"Crap." That’s how some South Carolina Republican representatives described their own state budget.
In March 2025, during South Carolina's budget debate, Rep. April Cromer called the proposed $14 billion plan "chock full of crap."
For students at USC and people across the state, that last line hits close to home. This infighting over budgets isn’t political theater; it’s a direct threat to our ability to build a life here. The intra-party feud has left a vacuum of leadership, and Democrats have an opening to step in and solve tangible problems.
The schism within the SCGOP is no secret. On one side, you have the self-styled Freedom Caucus, a group whose strategy revolves around obstructionism and headline-grabbing stunts — like a 10-cent budget cut. On the other hand, you have the establishment Republicans who, while deeply conservative, seem to grasp that the basic functions of government must continue.
This is a crippling dysfunction; while establishment Republicans pushed for a tuition freeze to help students and families, some Freedom Caucus members fought it, using it as a bargaining chip for their own priorities, like increasing funding for the Confederate military museum.
For a USC student staring down another tuition hike, this isn't about conservative principles; it's about a ruling party so consumed by its internal battles that it can't deliver the basic services folks need. This is the opportunity. When a party is fighting itself rather than governing, it leaves the field wide open for an alternative — hopefully a competent Democrat.
However, that alternative cannot be a bog-standard Democratic shill. A campaign in South Carolina focused on divisive culture war battles that dominate cable news will fail. This is simply a fact.

What to do:
Please quote the South Carolina budget piece between "For students at" and "government must continue.", inclusive.

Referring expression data
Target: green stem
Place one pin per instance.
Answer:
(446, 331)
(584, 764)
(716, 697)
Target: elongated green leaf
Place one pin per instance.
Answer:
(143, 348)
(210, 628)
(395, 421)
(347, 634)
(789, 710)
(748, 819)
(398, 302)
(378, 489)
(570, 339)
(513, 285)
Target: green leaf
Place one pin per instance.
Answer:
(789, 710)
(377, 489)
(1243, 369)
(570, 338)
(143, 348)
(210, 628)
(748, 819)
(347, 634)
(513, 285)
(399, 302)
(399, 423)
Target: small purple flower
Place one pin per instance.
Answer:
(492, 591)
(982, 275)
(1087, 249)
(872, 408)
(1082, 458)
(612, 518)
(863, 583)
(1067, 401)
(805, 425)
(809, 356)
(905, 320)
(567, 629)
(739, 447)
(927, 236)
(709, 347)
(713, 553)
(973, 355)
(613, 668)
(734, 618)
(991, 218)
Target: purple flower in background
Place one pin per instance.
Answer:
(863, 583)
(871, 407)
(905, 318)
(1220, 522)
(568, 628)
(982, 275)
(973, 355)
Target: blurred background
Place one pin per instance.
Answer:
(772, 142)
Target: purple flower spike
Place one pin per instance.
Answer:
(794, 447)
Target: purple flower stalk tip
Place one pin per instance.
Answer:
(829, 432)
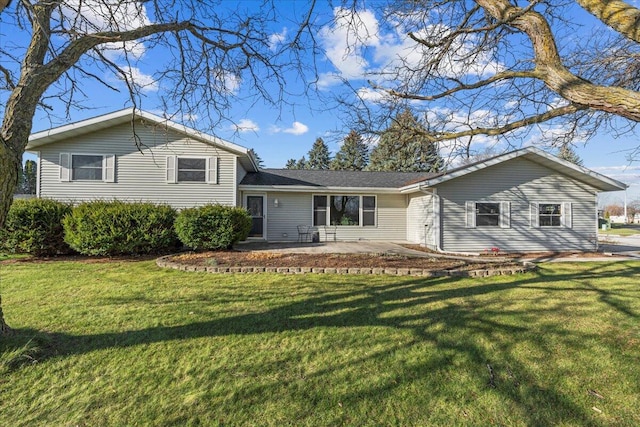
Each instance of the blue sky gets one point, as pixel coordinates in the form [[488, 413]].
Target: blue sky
[[288, 132]]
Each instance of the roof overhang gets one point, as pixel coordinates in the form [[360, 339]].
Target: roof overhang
[[594, 179], [317, 189], [129, 115]]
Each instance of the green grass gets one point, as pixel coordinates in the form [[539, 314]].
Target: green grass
[[621, 230], [126, 343]]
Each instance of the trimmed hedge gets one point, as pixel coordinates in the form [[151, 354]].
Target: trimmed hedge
[[212, 227], [120, 228], [34, 226]]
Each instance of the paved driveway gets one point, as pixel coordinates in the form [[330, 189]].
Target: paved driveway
[[627, 245]]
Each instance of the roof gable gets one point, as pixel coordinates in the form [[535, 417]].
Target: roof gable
[[128, 115]]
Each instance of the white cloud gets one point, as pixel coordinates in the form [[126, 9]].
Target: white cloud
[[345, 40], [296, 128], [359, 49], [91, 16], [226, 82], [277, 39], [246, 125], [144, 81]]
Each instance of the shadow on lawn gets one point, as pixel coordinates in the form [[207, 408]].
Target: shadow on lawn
[[424, 307]]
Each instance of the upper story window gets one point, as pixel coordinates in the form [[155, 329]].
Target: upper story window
[[86, 167], [192, 169], [347, 210]]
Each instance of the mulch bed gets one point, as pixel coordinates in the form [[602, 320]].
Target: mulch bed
[[277, 259]]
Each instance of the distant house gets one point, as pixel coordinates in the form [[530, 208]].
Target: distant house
[[525, 200]]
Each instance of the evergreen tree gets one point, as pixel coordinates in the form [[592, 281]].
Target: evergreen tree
[[405, 147], [301, 164], [319, 155], [353, 155], [257, 158], [29, 177], [291, 164], [567, 153]]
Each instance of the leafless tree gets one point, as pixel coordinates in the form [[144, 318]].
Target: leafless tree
[[504, 69], [210, 48]]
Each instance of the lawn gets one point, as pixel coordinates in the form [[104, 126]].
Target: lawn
[[125, 343], [621, 230]]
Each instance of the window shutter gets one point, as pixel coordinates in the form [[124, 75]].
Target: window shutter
[[470, 214], [505, 214], [109, 168], [65, 165], [171, 169], [567, 215], [534, 215], [212, 170]]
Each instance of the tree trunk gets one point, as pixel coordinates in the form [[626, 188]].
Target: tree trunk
[[9, 164]]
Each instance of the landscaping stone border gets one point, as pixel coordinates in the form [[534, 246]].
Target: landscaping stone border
[[166, 262]]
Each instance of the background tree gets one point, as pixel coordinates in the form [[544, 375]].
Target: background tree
[[257, 158], [567, 153], [319, 157], [301, 163], [291, 164], [405, 147], [212, 49], [353, 154], [503, 70]]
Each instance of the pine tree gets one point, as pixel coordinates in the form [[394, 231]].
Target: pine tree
[[319, 155], [257, 158], [301, 164], [567, 153], [405, 147], [353, 155], [291, 164]]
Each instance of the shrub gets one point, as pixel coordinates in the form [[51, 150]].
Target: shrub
[[120, 228], [34, 226], [212, 226]]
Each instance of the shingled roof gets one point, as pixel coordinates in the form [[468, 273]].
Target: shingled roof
[[331, 178]]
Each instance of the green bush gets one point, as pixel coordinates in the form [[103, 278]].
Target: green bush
[[120, 228], [34, 226], [212, 226]]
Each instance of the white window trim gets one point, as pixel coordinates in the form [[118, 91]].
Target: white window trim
[[66, 167], [360, 210], [210, 175], [566, 214], [504, 217]]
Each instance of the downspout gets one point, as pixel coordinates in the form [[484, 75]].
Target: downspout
[[432, 192]]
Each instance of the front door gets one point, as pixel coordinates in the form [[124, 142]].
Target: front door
[[255, 206]]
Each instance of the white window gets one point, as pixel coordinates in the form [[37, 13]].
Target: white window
[[87, 167], [344, 210], [550, 214], [192, 169], [488, 214]]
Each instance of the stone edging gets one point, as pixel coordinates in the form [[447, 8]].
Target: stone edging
[[166, 262]]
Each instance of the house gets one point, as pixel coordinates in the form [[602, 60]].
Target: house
[[525, 200]]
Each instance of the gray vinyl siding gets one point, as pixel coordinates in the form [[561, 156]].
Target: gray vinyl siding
[[519, 182], [420, 219], [140, 174], [240, 173], [296, 209]]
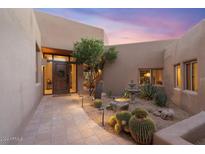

Response below:
For students at USC and people across the state, that last line hits close to home. This infighting over budgets isn’t political theater; it’s a direct threat to our ability to build a life here. The intra-party feud has left a vacuum of leadership, and Democrats have an opening to step in and solve tangible problems.
The schism within the SCGOP is no secret. On one side, you have the self-styled Freedom Caucus, a group whose strategy revolves around obstructionism and headline-grabbing stunts — like a 10-cent budget cut. On the other hand, you have the establishment Republicans who, while deeply conservative, seem to grasp that the basic functions of government must continue.